TESTO DA LEGGERE -
....

Sentenza di Cassazione Penale Sez. 3 Num. 3731 Anno 2025
Penale Sent. Sez. 3 Num. 3731 Anno 2025
Presidente: COGNOME
Relatore: NOME
Data Udienza: 22/10/2024
SENTENZA
sul ricorsa proposto da COGNOME NOMECOGNOME nato a Napoli il 25/03/1962, avverso la sentenza del 04/03/2024 della Corte di appello di Napoli; visti gli atti, il provvedimento impugnato e il ricorso; udita la relazione svolta dal consigliere NOME COGNOME letta la requisitoria del Pubblico ministero, in persona del Sostituto Procuratore generale NOME COGNOME che ha concluso chiedendo che il ricorso sia rigettato.
RITENUTO IN FATTO
Con sentenza del 4 marzo 2024, la Corte di appello di Napoli ha confermato la sentenza del Tribunale di Napoli, con la quale l’imputato, riqualificata come recidiva generica la recidiva contestata, era stato condannato alla pena di mesi 1 e giorni 15 di reclusione ed euro 1.500,00 di multa, in relazione al reato di cui agli artt. 291-bis e 296 del d.P.R. n. 43 del 1973, perché, senza autorizzazione ed al fine di porlo in vendita, deteneva nel territorio dello Stato tabacchi lavorati ester di contrabbando.
Avverso la sentenza, l’imputato ha proposto ricorso per cassazione, chiedendone l’annullamento.

....

ESTRATTO DEL DATASET -
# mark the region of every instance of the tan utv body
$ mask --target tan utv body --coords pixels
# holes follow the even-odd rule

....

COMPITO ASSEGNATO 1 - Ricopia dalla sentenza di Cassazione tutto il passo che scende da "RITENUTO IN FATTO" fino a "ester di contrabbando.".
COMPITO ASSEGNATO 2 - Secondo la sentenza di Cassazione, a quale pena era stato condannato l'imputato dal Tribunale di Napoli?
L'elenco è materiale a sé, separato dalla sentenza di Cassazione.

RISPOSTA SCRITTA 1 -
RITENUTO IN FATTO
Con sentenza del 4 marzo 2024, la Corte di appello di Napoli ha confermato la sentenza del Tribunale di Napoli, con la quale l’imputato, riqualificata come recidiva generica la recidiva contestata, era stato condannato alla pena di mesi 1 e giorni 15 di reclusione ed euro 1.500,00 di multa, in relazione al reato di cui agli artt. 291-bis e 296 del d.P.R. n. 43 del 1973, perché, senza autorizzazione ed al fine di porlo in vendita, deteneva nel territorio dello Stato tabacchi lavorati ester di contrabbando.

RISPOSTA SCRITTA 2 - Alla pena di mesi 1 e giorni 15 di reclusione ed euro 1.500,00 di multa.